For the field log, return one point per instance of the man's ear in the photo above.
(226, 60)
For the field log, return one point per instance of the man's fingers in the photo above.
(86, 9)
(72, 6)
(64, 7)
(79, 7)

■ WRITTEN REQUEST:
Rewrite all the items above as a numbered list, leaving out any blank lines.

■ EXERCISE RESPONSE:
1. For the field log, return one point per instance of the man's ear in the photo above.
2. (226, 60)
3. For the field log, return one point per instance of the man's fingers in the photo above.
4. (86, 9)
5. (72, 6)
6. (64, 7)
7. (79, 7)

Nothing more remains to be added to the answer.